Excerpts from a dataset
--------------------------------------------------

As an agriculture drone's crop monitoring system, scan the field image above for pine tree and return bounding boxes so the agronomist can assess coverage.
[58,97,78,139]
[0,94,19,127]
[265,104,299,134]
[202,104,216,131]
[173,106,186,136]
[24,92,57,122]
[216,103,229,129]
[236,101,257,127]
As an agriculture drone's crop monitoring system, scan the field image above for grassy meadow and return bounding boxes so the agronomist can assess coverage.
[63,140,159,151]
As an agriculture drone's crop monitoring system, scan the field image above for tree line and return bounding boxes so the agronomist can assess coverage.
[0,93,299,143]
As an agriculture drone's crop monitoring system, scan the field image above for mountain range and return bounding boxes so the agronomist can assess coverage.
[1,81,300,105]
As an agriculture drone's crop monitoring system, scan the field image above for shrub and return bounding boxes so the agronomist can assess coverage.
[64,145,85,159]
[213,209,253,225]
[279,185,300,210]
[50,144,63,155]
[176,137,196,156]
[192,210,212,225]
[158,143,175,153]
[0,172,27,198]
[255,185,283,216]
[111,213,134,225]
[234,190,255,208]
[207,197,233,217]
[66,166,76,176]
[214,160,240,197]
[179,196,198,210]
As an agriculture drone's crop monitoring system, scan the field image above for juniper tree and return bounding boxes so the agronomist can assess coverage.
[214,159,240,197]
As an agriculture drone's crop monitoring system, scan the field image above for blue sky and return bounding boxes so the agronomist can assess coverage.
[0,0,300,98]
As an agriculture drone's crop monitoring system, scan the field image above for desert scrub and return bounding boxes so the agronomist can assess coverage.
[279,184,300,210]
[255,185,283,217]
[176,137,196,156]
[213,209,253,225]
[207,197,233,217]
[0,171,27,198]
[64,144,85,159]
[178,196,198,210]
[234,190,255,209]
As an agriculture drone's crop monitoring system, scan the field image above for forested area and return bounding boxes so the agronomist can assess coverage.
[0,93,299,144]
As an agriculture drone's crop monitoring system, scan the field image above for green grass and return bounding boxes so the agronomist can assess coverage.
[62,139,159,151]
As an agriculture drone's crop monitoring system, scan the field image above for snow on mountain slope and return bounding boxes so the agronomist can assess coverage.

--------------------------------------------------

*AIM OF THE EXERCISE:* In the entries, find the line containing "above for desert" and output it and all remaining lines exactly.

*EXERCISE RESULT:*
As an agriculture drone's crop monitoring system, scan the field image above for desert scrub and return bounding boxes so the agronomist can assess coverage.
[279,184,300,210]
[255,185,283,217]
[176,137,196,156]
[213,209,253,225]
[207,197,233,217]
[0,171,27,198]
[64,144,85,159]
[178,196,198,210]
[234,190,255,209]
As an agriculture drone's crop monitoring system, scan the field image above for forested area and return bounding boxes so the agronomist can assess coverage.
[0,93,299,144]
As an agriculture drone's crop monitoring system, scan the field image above for green grass and return bounding boxes so the agronomist can assess coverage.
[62,139,159,151]
As an agriculture drone's crop monitoring system, scan the field image above for snow on mountain slope and return bounding boxes so the agronomist can assess coverage.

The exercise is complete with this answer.